◆ Task
Pick out and copy every line of the entries below that contains the string "find". Case counts.

******************************

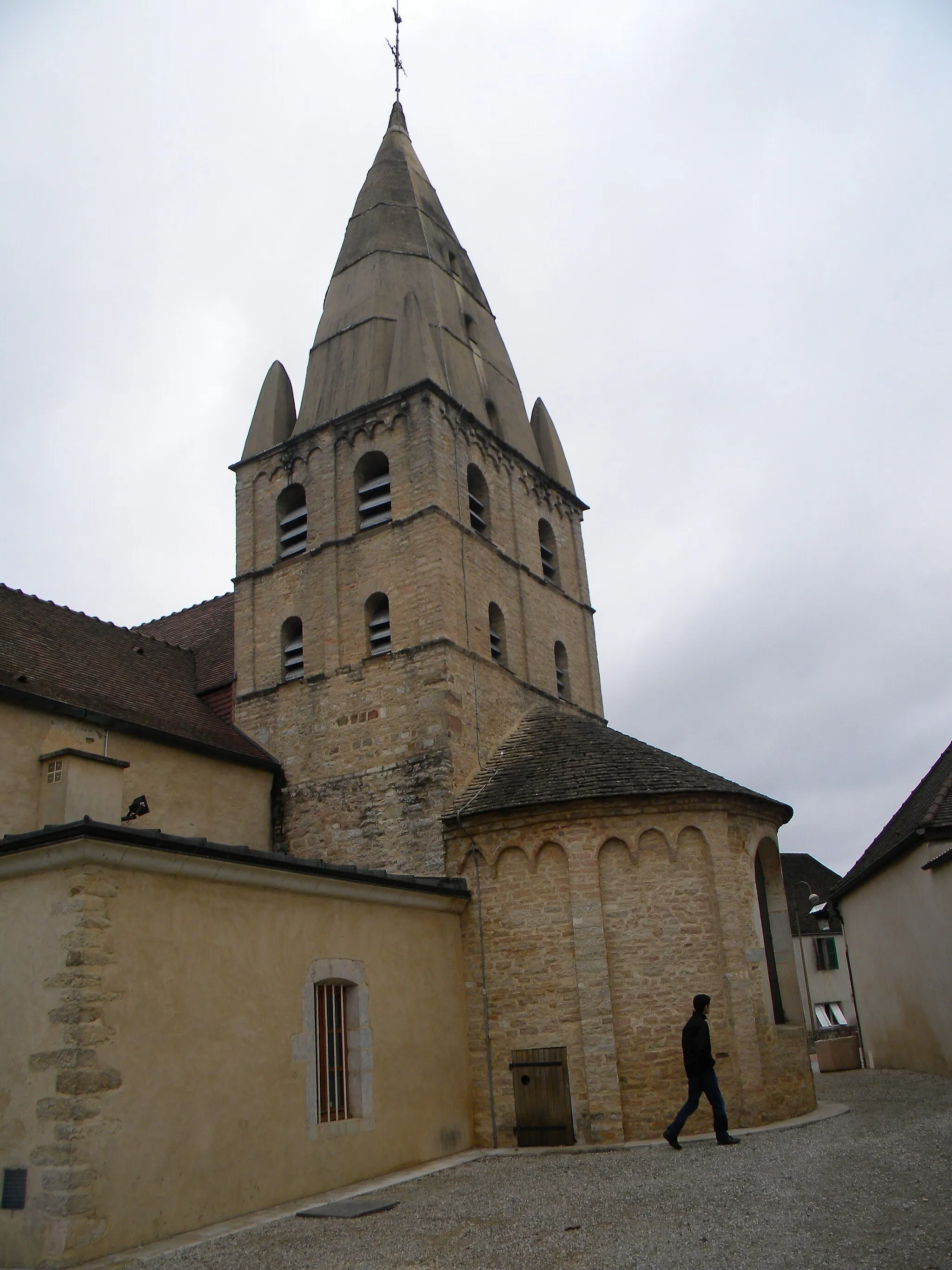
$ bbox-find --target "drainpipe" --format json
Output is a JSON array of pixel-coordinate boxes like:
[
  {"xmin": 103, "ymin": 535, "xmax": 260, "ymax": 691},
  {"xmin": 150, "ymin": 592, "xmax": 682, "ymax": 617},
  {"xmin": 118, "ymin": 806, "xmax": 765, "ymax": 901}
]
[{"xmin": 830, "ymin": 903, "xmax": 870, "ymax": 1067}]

******************************

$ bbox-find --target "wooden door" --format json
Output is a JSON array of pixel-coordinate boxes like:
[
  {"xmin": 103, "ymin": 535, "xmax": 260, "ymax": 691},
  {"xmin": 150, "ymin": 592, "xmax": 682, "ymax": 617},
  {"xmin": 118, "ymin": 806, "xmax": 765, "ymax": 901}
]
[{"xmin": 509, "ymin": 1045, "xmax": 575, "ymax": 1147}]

******************************

◆ Written response
$ bbox-find --target "drainpipe" --format json
$ bbox-find --target "wooden door" --format json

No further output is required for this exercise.